▶ Text shown
I don't think that there are coincidences.
I think things are meant to be, that they happen for a reason and even that what ends up in this column space from week to week is no accident although many are the Wednesday evenings, I kid you not, when I stare at my laptop and think, great ooga-muh-googa, as my dad's expression went, what am I going to write about now?
But holidays generally bring built-in themes and warrant writing space.
If it's Christmas, for example, you write about Christmas.
If it's Thanksgiving, what are you thankful for?
If it's Mother's Day or Father's Day, guess what your topic is? Bingo. Your parents.
So if it's the Memorial Day holiday weekend, duhhh, you write about Memorial Day.
And that was already my intent because the older I get, the more Memorial Day means to me, the more easily that lump forms in my throat and the mist in my eyes when I hear taps played during Richmond's Memorial Day ceremony and watch the Richmond American Legion Post 740 Honored Seven color guard come marching down Main Street, their numbers dwindling.

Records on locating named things
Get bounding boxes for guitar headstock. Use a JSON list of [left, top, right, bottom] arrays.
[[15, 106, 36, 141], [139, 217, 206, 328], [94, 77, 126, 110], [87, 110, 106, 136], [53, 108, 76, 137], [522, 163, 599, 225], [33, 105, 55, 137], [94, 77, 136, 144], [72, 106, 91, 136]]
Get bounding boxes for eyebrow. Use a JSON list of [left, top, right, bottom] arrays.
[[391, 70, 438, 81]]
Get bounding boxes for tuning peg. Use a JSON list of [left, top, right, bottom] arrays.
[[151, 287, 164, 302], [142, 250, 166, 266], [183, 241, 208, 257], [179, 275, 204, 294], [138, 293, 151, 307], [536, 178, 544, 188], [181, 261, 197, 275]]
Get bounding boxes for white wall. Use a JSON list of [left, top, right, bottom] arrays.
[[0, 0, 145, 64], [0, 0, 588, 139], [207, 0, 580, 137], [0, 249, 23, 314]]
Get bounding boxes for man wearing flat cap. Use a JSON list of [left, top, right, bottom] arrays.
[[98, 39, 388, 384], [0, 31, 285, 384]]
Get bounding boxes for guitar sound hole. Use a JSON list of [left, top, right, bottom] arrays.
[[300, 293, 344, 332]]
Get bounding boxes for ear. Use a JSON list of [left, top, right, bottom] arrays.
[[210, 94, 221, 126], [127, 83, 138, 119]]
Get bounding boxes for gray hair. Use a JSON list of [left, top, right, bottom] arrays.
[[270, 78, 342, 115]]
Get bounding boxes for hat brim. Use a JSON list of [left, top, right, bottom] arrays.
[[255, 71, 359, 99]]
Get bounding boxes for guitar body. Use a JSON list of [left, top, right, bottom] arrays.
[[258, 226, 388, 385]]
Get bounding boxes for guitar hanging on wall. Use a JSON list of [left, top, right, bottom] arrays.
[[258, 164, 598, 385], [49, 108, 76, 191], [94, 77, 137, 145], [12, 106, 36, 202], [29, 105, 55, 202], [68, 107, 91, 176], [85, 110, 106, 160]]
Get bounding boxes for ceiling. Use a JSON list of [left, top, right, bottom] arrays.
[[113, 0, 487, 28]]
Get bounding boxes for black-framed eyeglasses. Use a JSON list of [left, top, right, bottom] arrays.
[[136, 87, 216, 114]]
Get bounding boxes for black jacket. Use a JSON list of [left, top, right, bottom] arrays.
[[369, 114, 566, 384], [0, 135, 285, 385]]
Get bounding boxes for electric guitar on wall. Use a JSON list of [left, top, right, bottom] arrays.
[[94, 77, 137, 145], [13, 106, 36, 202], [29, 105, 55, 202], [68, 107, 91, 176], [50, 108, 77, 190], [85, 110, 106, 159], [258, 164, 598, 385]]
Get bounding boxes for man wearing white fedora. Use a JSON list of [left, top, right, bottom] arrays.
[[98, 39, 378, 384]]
* * *
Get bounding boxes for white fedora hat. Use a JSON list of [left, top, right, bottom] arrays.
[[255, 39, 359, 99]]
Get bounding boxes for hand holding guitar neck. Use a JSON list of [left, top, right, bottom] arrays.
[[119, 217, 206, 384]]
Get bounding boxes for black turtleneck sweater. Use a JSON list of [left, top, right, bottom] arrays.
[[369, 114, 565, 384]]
...
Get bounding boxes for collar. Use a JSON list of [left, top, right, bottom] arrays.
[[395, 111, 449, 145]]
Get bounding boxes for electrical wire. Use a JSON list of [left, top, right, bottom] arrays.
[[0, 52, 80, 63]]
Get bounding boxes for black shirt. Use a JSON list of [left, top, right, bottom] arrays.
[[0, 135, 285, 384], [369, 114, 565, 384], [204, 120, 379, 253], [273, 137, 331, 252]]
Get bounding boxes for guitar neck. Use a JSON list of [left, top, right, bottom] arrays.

▶ Directions
Go on with the Memorial Day column from the point where it stops.

▶ Response for this exercise
But the intent to write about Memorial Day was a decision solidified when I ran into Linda Irvine McConnell of Richmond on Wednesday - no coincidence - and she looked at me and said, "I have something for you."
Again, no coincidence.
From her purse in her car she presented me with a letter written by my dad, the late Jay W. "Pidge" Hout - to her dad, the late Jim Irvine.
The letter was dated Jan. 12, 1943, mailed from San Antonio, Texas, from "Pvt. Jay W. Hout 35393451."
What an unexpected treasure to capture a little insight into my dad's military life through a from-a-friend, to-a-friend letter laced with news, humor, questions and commentary.
During World War II, my dad was in the Army, ultimately in Italy and North Africa as part of a railroad battalion. That's really about all I know of his military experience because I never got around to really asking him. Some reporter, huh? I've since come across pictures of the 20-something Army version of my dad, a good-looking fellow who was no wallflower lacking for female companionship as this letter suggested.
In later years my dad was the Richmond Legion commander, involved in Memorial Day preparations that included placing flags on veterans' graves and serving as master of ceremonies at the cemetery service. It was a weekend not to sit idle and care not.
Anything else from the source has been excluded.